4. Options to Achieve Concurrency: The Department shall allow an applicant to submit alternative data, provide a traffic mitigation plan, or reduce the size of the project in order to achieve concurrency.

5. One Hundred Twenty (120) Day Time Limit Suspended: Upon receipt of a request for reconsideration, the one hundred twenty (120) day permit review time limit established in RMC 4-8-080E, Permit Classification Time Frames, shall be suspended temporarily until the decision date to allow an applicant to prepare any supplemental information, and to allow Department review of the request for reconsideration and data submitted.

H. APPEAL OF PROJECT APPLICATION DENIAL:

1. A project applicant may appeal the denial of a development activity based upon failure of a concurrency test. The appeal shall be based upon one or both of the following grounds:

a. Technical error; or

b. The applicant submitted alternative data or a traffic mitigation plan that was rejected by the City.

2. If the development activity requires a Type I, II, or III permit as defined in chapter 4-8 RMC, the decision to deny a finding of concurrency may be appealed to the Hearing Examiner for an open record appeal. The decision of the Hearing Examiner may be appealed to the City Council for a closed record appeal.

3. If the development activity requires a Type V or VI permit as defined in chapter 4-8 RMC, the decision to deny a finding of concurrency may be appealed to the City Council for a closed record appeal, or the Shoreline Hearings Board, as appropriate.

4. If the development activity requires a Type IV, VII, VIII, IX or X permit as defined in chapter 4-8 RMC, the decision to deny a finding of concurrency may be appealed to Superior Court.

I. CONCURRENCY INQUIRY:

1. An applicant may inquire whether or not there is sufficient capacity available to accommodate a development without submitting a development application.

2. Available capacity cannot be reserved based on a preliminary inquiry.

3. A written finding of concurrency will only be issued in conjunction with a development activity permit application. (Ord. 4708, 3-2-1998)

4-6-080 WATER SERVICE STANDARDS:

A. COMPLIANCE REQUIRED:

It shall be unlawful for any person to make any connection with any service or branch pipe thereof or make any repairs or additions to or alterations of any pipe, stop and waste cock or any fixtures connected or designed to be connected with the City water system, except in compliance with this Chapter. (Ord. 1437, 8-28-1952)

1. Building Section Responsibility for Report to Engineer: It shall be the duty of the person in charge of the issuance of building permits to report to the Utilities Engineer the beginning of construction or repairs of all buildings in the City, giving the official house number and street name, the lot, block and addition. (Ord. 1437, 8-28-1952; Amd. Ord. 2823, 1-21-1974; Amd. Ord. 2845, 4-15-1974)

B. CONNECTION WITHOUT PERMISSION PROHIBITED:

It shall be unlawful for any person to make connections with any fixtures or connect any pipe with any water main or water pipe belonging to the water system without first obtaining permission so to do from the Planning/Building/Public Works Administrator. (Ord. 1437, 8-28-1952; Amd. Ord. 2823, 1-21-1974)

C. CONNECTION TO WATER MAIN REQUIRED:

Upon the presentation at the office of the Utilities Engineer of the Finance and Information Services Administrator’s receipt for the installation fees, the Utilities Engineer shall cause the premises described in the application to be connected with the City’s water main by a service pipe extending at right angles from the main to the property line and including a stop cock placed within the lines of the street curb, which connection shall thereafter be maintained and kept within the exclusive control of the City. (Ord. 2849, 5-13-1974)

- Extracted material -
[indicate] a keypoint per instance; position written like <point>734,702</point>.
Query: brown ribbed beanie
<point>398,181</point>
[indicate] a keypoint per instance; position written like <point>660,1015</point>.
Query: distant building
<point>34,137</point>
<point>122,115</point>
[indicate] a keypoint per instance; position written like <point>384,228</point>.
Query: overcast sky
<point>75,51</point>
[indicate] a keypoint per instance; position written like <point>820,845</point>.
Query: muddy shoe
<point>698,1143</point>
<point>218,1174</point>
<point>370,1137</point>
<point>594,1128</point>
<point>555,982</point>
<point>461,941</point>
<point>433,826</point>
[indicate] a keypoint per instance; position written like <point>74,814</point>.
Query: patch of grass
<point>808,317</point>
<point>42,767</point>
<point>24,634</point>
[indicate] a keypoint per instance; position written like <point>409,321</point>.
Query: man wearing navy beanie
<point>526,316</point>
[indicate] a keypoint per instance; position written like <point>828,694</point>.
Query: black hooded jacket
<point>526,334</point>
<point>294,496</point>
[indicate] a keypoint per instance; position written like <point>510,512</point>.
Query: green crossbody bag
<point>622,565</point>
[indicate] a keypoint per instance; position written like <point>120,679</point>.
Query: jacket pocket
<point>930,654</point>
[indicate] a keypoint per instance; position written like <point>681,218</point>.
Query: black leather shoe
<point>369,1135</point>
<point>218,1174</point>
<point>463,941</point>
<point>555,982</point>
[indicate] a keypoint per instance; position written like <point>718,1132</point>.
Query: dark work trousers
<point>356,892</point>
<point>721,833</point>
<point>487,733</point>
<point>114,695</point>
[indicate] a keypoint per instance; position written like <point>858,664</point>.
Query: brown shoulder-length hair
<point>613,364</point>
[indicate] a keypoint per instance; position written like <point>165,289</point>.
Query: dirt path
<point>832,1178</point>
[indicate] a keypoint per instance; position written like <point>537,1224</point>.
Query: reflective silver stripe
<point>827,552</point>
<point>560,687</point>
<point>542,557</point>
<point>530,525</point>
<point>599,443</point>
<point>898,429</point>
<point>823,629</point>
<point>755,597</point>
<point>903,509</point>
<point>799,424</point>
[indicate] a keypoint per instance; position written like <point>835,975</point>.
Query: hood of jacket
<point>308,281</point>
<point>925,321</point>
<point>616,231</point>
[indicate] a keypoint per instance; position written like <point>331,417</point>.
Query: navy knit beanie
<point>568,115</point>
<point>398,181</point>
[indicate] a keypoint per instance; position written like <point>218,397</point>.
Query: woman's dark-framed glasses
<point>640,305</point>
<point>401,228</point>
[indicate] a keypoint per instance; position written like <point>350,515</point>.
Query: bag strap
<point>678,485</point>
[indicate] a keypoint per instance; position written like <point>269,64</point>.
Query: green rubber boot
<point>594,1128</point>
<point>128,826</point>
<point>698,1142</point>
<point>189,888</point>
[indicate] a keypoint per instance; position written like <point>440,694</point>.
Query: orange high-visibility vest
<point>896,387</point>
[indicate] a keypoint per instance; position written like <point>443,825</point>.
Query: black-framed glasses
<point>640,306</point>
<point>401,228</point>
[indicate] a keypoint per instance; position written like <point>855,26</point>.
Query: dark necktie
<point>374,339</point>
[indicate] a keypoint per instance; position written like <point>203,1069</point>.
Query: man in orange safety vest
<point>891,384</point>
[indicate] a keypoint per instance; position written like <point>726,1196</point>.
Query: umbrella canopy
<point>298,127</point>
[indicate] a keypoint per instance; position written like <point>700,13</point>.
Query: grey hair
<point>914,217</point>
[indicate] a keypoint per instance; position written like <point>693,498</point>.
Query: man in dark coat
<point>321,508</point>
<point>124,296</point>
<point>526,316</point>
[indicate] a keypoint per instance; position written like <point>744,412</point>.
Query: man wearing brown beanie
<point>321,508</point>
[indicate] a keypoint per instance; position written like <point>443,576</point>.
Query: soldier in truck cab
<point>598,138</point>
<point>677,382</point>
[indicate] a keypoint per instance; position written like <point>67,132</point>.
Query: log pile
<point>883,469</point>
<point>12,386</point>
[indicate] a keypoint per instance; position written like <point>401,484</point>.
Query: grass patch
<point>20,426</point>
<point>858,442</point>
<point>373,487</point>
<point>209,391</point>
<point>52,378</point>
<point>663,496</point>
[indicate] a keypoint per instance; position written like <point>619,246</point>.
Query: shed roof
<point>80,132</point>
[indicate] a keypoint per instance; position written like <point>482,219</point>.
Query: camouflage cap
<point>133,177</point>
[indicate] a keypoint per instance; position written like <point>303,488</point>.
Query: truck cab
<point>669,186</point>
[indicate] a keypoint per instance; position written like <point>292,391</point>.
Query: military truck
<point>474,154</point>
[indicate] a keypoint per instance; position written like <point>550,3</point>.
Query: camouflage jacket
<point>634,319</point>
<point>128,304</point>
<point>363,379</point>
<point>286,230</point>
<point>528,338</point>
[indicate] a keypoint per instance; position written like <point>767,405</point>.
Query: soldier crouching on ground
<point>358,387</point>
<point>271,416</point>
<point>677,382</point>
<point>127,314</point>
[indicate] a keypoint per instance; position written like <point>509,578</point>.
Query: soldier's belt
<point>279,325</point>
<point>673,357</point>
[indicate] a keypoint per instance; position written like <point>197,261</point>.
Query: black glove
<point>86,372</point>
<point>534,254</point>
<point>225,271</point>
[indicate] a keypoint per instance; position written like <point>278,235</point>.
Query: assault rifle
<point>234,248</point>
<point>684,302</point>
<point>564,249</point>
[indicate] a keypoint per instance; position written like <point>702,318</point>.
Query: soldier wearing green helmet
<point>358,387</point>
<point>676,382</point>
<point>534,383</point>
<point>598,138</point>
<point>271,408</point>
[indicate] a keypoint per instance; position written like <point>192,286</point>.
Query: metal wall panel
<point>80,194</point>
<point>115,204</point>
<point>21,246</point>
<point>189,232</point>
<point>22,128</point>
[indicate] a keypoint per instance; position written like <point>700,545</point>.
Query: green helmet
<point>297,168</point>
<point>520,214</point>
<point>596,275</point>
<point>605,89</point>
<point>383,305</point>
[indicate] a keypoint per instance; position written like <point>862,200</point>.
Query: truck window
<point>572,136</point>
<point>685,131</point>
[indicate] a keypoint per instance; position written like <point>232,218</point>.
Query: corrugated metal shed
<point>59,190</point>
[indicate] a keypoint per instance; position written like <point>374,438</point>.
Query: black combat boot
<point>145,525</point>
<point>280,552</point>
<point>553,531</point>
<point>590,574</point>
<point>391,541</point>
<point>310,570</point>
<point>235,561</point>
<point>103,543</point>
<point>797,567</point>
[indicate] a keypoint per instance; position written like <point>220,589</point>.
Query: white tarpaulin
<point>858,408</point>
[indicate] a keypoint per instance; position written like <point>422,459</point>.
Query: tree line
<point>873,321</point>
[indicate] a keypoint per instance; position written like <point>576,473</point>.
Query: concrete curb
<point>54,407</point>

- Stated goal 1 -
In the code excerpt, where may a decision denying a finding of concurrency be appealed when the development activity requires a Type IV permit?
- Stated goal 2 -
Copy the passage of the code excerpt from "1. An applicant may" to "a development application.".

- Worked solution 1 -
Superior Court

- Worked solution 2 -
1. An applicant may inquire whether or not there is sufficient capacity available to accommodate a development without submitting a development application.